- _Stated problem_:
Extract every line from the items below that contains the string "cluster", matching case exactly.

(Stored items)
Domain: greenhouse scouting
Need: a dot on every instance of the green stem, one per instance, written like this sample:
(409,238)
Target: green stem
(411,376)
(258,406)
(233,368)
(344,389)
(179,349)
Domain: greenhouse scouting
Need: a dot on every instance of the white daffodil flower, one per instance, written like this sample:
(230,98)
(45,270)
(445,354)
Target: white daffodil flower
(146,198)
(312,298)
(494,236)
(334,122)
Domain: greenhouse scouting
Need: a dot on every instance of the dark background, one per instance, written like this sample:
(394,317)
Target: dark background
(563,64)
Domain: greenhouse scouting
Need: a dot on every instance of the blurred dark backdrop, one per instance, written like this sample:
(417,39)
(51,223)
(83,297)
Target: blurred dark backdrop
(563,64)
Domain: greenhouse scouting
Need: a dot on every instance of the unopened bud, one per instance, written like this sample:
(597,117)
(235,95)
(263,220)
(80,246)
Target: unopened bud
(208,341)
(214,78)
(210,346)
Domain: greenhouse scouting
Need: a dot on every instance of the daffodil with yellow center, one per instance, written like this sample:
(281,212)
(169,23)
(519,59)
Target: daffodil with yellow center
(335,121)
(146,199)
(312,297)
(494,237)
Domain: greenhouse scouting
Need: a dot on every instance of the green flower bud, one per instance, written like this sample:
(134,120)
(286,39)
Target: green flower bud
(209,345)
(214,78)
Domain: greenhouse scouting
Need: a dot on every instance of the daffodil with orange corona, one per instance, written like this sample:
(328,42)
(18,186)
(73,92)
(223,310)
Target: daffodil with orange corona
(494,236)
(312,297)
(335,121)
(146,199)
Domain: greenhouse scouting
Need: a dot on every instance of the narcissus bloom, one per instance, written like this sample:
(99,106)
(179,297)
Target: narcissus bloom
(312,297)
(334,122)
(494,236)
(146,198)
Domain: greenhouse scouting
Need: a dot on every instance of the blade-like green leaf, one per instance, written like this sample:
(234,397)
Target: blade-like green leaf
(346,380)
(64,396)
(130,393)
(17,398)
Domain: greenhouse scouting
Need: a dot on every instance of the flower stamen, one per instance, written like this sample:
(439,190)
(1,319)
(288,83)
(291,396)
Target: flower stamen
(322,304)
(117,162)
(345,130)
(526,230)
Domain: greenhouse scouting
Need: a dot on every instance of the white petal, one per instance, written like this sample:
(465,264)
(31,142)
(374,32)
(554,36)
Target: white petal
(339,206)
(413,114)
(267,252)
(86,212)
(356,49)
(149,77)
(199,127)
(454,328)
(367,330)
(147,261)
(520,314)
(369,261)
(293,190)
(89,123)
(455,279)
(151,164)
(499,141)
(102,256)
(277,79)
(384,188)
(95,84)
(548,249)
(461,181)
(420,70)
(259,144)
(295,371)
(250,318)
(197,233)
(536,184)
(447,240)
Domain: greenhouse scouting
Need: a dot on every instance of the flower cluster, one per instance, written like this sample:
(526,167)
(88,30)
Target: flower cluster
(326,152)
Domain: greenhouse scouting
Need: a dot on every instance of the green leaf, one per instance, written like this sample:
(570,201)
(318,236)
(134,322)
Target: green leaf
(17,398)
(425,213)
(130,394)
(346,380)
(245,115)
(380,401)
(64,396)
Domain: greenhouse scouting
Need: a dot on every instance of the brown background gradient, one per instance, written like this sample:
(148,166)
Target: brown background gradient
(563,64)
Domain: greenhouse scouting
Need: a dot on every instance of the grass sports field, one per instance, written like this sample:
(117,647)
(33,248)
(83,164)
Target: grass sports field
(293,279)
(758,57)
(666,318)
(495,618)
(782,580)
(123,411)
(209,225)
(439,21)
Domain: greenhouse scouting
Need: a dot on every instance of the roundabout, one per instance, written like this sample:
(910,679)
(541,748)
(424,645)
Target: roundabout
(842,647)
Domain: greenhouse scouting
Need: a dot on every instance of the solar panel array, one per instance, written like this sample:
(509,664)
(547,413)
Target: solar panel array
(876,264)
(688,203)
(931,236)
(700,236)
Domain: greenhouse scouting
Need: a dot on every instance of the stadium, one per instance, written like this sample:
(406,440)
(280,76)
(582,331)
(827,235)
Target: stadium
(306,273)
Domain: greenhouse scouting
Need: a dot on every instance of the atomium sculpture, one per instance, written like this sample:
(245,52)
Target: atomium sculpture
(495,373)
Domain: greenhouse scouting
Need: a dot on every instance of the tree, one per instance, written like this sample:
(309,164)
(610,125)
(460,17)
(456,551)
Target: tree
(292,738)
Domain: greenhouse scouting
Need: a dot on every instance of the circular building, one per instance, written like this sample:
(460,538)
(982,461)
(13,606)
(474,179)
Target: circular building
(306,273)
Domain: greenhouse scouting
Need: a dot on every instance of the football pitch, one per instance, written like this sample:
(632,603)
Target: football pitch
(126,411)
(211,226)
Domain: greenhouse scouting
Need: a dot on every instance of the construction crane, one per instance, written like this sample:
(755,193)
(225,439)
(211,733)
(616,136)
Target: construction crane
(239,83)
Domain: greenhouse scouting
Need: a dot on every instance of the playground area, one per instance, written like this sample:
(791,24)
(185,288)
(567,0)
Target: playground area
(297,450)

- _Solved problem_:
Need: a dot on every instance of the flower cluster, one per instance, written like this sample:
Target: flower cluster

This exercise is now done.